◆ WORK ORDER ◆
Your answer must be every line of the data that holds the string "building".
****************
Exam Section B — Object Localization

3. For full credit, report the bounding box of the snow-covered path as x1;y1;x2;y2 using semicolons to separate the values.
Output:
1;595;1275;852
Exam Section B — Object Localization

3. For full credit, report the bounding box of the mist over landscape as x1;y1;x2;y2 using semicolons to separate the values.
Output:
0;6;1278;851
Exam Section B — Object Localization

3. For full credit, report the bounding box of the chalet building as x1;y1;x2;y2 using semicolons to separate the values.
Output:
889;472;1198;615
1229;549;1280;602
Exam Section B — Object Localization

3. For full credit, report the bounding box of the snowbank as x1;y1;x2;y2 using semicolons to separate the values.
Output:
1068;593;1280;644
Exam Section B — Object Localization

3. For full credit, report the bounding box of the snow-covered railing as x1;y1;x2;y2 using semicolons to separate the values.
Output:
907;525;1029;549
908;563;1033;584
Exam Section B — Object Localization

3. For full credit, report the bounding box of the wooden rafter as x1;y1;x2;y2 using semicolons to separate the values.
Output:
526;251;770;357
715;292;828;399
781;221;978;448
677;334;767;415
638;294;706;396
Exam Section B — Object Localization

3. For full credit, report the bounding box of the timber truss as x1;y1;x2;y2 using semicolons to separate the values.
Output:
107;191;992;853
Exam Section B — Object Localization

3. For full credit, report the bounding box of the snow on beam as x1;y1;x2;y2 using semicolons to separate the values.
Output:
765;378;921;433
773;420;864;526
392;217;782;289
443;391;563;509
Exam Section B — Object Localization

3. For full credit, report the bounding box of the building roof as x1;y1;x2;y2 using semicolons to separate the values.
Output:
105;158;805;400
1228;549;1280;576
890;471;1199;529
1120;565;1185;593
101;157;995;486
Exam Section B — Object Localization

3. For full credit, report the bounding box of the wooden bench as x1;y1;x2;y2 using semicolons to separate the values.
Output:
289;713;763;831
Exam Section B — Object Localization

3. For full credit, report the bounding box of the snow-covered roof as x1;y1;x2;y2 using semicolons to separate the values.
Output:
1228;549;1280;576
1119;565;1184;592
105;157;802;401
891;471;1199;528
****************
◆ ANSWER ◆
3. For full credit, report the bounding box of the chalet building as x1;y1;x2;y2 using semicolons to separate the values.
3. For full credit, report the bounding box of the building roof as x1;y1;x2;y2 using semicolons to separate the values.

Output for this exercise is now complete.